===== GIVEN DATA =====

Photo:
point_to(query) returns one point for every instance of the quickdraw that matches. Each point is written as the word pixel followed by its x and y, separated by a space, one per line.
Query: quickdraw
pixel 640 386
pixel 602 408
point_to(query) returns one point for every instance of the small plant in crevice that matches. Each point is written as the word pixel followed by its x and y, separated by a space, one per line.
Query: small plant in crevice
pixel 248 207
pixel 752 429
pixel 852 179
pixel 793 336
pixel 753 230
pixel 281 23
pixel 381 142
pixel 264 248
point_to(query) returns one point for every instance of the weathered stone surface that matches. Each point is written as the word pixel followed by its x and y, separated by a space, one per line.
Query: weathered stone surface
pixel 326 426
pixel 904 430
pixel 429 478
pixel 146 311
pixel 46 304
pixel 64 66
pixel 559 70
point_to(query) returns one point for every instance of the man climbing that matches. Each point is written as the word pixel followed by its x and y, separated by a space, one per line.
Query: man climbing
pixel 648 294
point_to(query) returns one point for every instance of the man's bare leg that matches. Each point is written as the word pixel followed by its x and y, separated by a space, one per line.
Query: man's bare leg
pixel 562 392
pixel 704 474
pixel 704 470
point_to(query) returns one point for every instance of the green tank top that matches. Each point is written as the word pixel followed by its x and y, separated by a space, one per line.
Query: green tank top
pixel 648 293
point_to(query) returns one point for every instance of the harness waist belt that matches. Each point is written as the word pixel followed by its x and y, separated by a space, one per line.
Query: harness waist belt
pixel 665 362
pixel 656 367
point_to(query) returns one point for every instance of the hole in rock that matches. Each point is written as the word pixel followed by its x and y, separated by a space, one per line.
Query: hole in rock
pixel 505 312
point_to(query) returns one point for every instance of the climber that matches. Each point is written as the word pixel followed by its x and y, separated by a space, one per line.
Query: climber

=====

▶ **INSTRUCTION**
Put every line of the items above into a numbered list, leaving out any blank lines.

▶ **RESULT FOR THIS EXERCISE**
1. Photo:
2. point_to(query) returns one point for every instance of the quickdraw that matches. Each point is written as the word pixel followed by its x and y, separated by a space, one per line.
3. Query: quickdraw
4. pixel 640 386
5. pixel 602 408
6. point_to(query) returns one point for every instance of the small plant in crevice that matches. Each point is written as the word pixel followed by its x and y, separated by a space, one per line.
7. Query: small plant in crevice
8. pixel 248 207
9. pixel 752 429
10. pixel 852 179
11. pixel 793 336
12. pixel 753 230
13. pixel 281 23
14. pixel 381 142
15. pixel 264 248
16. point_to(query) returns one point for every instance of the weathered stone surface that matches. Each point is written as the word pixel followed by its x and y, separated by a space, one per line.
17. Query: weathered stone surface
18. pixel 326 426
19. pixel 904 430
20. pixel 429 478
21. pixel 146 311
22. pixel 46 304
23. pixel 64 66
24. pixel 559 70
25. point_to(query) returns one point for every instance of the man climbing that matches. Each point is written as the word pixel followed by its x and y, separated by a space, one per line.
26. Query: man climbing
27. pixel 648 294
28. point_to(query) returns one point for every instance of the man's bare leg that matches. Each point is written as the word pixel followed by its x and y, separated by a space, one per line.
29. Query: man's bare leg
30. pixel 562 392
31. pixel 704 474
32. pixel 704 470
33. point_to(query) returns one point for every instance of the green tank top that matches. Each point is written as the word pixel followed by its x and y, separated by a space, one per line.
34. Query: green tank top
35. pixel 648 293
36. point_to(query) returns one point for every instance of the harness waist belt that matches. Each point is written as the word pixel followed by its x and y, separated by a space, one per line.
37. Query: harness waist belt
38. pixel 665 362
39. pixel 656 367
40. point_to(query) returns one point for every instance of the hole in rock that matches. Each point is written as the word pixel followed by its x and y, separated by a space, one per line.
41. Query: hole in rock
42. pixel 505 312
43. point_to(query) returns one point for every instance of the climber that matches. Each point is written as the word pixel followed by its x and y, separated by a space, one per line.
44. Query: climber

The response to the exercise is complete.